Photo-based referring expression data
______________________________

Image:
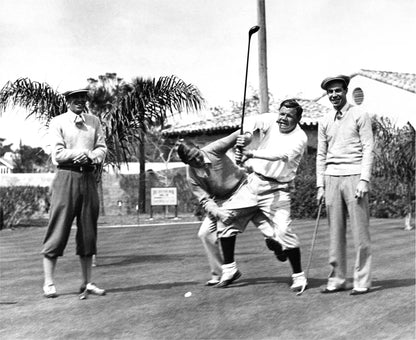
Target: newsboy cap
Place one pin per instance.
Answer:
(342, 78)
(72, 93)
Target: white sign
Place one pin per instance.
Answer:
(164, 196)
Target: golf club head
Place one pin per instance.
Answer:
(253, 30)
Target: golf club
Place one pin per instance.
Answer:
(252, 30)
(313, 244)
(314, 238)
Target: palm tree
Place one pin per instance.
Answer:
(395, 159)
(126, 110)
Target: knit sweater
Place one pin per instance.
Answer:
(68, 139)
(345, 146)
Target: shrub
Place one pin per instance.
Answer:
(22, 202)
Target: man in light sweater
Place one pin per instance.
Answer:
(214, 178)
(343, 169)
(273, 163)
(77, 146)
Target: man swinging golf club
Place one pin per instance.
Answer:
(273, 167)
(214, 178)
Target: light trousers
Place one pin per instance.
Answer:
(340, 201)
(267, 204)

______________________________

**YOUR GOAL:**
Write out each line above that contains the word "light".

**SOLUTION BELOW:**
Target: man in light sweater
Target: light trousers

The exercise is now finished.